Records from a data collection:
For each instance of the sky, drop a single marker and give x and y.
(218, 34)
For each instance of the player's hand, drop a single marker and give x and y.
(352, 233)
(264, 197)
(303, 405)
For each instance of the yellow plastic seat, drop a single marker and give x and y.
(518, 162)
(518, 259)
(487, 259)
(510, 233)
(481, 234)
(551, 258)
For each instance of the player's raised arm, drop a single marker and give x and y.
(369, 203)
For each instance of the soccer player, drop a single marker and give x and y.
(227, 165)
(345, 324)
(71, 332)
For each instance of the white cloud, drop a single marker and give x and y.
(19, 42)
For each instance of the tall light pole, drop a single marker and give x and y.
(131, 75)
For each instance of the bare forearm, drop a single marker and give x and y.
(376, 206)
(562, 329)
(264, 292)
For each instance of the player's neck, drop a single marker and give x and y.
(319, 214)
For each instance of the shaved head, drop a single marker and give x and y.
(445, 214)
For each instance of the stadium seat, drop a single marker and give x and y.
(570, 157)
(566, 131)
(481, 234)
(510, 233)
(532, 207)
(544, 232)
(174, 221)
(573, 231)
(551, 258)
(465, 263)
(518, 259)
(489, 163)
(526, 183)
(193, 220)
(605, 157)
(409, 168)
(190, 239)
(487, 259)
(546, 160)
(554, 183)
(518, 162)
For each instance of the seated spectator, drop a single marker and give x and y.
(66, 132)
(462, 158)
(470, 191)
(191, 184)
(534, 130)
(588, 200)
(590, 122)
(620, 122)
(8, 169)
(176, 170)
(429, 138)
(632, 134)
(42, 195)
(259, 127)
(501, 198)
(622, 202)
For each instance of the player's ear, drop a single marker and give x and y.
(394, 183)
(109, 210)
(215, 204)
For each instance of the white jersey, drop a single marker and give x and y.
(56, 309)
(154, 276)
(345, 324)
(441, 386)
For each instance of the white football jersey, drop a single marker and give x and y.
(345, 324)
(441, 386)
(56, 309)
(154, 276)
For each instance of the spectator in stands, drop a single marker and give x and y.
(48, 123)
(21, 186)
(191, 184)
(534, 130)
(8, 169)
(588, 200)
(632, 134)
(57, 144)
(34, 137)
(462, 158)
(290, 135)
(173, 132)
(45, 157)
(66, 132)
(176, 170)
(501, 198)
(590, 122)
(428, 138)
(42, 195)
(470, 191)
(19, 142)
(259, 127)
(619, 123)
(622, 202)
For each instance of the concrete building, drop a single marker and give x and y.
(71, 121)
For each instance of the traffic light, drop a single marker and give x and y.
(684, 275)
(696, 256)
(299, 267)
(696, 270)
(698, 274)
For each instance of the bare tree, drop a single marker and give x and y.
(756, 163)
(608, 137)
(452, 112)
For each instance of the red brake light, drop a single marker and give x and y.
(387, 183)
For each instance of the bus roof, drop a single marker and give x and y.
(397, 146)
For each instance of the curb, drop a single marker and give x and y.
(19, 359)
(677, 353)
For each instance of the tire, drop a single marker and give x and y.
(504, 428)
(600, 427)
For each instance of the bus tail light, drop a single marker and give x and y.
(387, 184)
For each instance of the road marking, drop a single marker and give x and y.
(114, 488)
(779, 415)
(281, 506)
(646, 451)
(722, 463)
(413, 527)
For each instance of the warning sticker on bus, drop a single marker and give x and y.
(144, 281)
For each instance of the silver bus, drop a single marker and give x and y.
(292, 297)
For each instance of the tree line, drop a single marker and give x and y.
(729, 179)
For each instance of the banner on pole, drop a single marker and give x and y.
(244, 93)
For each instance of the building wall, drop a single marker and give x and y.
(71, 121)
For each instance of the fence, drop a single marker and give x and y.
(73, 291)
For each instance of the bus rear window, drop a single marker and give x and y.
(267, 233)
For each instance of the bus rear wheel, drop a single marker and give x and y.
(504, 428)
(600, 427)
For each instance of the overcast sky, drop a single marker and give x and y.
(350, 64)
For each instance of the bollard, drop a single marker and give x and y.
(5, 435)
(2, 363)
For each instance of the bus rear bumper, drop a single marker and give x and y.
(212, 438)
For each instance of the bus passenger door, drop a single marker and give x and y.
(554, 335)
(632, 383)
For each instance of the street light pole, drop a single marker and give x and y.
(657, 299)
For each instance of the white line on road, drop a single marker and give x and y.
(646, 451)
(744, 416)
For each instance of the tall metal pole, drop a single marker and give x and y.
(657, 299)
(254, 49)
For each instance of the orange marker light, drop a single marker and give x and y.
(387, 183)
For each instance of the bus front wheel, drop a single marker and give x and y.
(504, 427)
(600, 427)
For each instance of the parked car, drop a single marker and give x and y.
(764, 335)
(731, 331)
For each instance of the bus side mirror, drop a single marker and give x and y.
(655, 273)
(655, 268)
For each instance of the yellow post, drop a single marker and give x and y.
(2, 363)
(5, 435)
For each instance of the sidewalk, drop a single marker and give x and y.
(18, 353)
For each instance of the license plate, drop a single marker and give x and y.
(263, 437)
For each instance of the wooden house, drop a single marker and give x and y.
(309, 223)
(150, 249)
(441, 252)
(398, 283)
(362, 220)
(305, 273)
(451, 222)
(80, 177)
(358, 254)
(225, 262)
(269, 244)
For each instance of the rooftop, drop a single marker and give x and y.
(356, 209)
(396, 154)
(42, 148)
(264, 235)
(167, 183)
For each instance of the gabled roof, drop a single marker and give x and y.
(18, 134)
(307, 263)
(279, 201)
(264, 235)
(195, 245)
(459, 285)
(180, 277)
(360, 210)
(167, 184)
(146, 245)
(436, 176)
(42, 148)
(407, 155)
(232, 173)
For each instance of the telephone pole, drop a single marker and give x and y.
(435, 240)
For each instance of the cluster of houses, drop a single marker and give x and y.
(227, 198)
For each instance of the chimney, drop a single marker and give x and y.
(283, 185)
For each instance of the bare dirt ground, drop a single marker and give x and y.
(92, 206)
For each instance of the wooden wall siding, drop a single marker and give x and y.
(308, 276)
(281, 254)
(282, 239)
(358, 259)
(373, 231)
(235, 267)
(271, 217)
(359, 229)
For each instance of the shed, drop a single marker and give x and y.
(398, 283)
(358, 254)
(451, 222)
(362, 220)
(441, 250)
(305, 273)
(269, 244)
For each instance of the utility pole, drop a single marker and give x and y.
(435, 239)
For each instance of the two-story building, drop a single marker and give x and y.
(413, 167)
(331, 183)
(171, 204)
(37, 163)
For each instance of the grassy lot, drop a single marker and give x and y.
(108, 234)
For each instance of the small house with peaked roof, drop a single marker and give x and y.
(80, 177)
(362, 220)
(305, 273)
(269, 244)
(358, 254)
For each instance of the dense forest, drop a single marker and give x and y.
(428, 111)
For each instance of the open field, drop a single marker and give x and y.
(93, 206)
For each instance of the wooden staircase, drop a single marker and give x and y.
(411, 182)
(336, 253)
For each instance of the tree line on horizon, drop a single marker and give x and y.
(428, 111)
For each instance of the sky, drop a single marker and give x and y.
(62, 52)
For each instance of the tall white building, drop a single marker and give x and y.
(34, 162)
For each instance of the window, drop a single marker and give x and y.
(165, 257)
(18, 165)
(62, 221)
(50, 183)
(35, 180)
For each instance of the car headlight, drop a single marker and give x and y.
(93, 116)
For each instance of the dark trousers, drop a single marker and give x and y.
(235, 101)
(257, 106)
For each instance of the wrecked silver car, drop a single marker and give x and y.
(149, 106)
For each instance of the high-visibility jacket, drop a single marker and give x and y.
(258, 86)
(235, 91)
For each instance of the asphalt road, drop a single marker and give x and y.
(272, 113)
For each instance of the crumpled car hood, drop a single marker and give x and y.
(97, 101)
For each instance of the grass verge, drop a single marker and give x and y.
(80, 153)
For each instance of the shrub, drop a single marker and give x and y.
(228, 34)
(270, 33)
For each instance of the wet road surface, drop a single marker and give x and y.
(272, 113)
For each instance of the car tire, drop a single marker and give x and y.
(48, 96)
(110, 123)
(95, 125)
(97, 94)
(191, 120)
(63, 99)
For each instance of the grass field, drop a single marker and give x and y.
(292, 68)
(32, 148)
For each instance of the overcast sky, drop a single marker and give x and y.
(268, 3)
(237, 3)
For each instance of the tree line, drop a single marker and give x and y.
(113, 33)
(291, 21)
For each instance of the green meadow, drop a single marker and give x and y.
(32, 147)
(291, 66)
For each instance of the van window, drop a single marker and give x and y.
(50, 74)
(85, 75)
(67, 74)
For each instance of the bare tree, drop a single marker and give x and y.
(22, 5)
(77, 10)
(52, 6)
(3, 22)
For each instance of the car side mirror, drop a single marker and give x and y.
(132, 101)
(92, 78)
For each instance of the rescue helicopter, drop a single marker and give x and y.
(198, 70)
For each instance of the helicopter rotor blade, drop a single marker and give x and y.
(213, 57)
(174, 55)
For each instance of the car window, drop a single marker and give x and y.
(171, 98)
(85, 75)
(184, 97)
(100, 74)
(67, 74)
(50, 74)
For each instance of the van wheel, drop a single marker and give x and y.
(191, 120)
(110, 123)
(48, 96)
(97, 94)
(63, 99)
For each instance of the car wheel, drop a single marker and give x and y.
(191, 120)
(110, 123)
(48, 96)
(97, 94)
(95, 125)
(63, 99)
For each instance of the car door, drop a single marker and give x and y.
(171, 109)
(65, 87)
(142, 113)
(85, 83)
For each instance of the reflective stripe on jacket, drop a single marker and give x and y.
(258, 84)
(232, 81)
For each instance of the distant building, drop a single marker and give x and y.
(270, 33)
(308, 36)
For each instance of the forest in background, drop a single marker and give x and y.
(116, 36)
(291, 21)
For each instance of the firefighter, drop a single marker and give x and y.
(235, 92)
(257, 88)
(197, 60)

» **Task brief**
Please write out, exactly as they appear, the line that contains "For each instance of the forest" and every line after it up to the end of the entries above, and no others.

» **Response to this exercise**
For each instance of the forest in background, drop a single marker and give x and y.
(116, 36)
(291, 21)
For each instance of the firefighter, drop a single marker and give x and y.
(235, 92)
(257, 88)
(197, 60)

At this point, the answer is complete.